Start of Block

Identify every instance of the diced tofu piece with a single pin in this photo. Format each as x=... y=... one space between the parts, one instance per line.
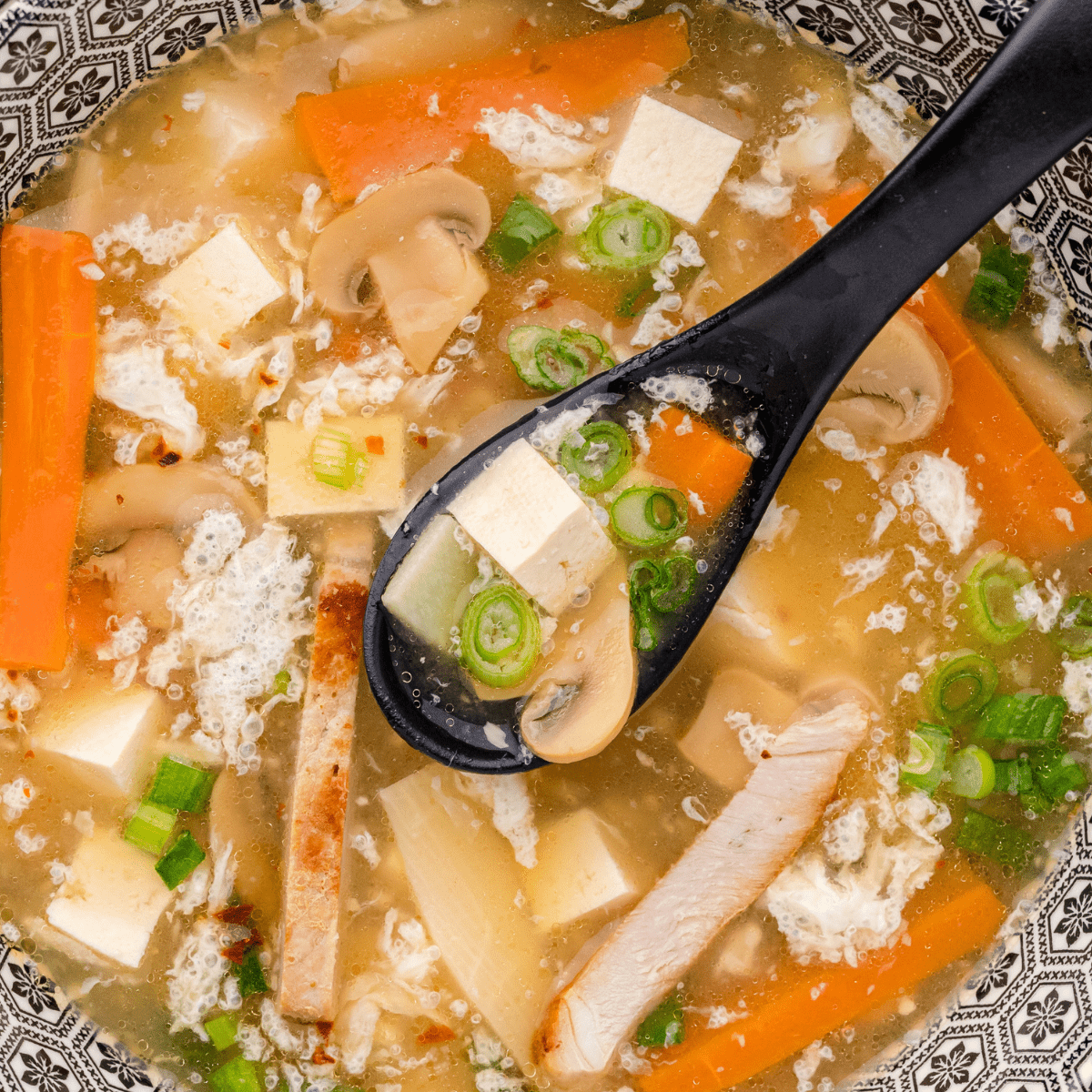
x=430 y=588
x=713 y=745
x=108 y=734
x=581 y=869
x=672 y=159
x=429 y=284
x=114 y=900
x=295 y=490
x=522 y=513
x=222 y=285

End of Block

WORK TO COMPLETE:
Print the material above exactly, skipping its images.

TASK RESPONSE:
Identify every instance of the diced tofu piece with a single pin in this photo. Format each as x=... y=... one space between the parts, one instance per line.
x=430 y=588
x=713 y=745
x=108 y=734
x=581 y=869
x=672 y=159
x=429 y=284
x=114 y=900
x=295 y=490
x=522 y=513
x=222 y=285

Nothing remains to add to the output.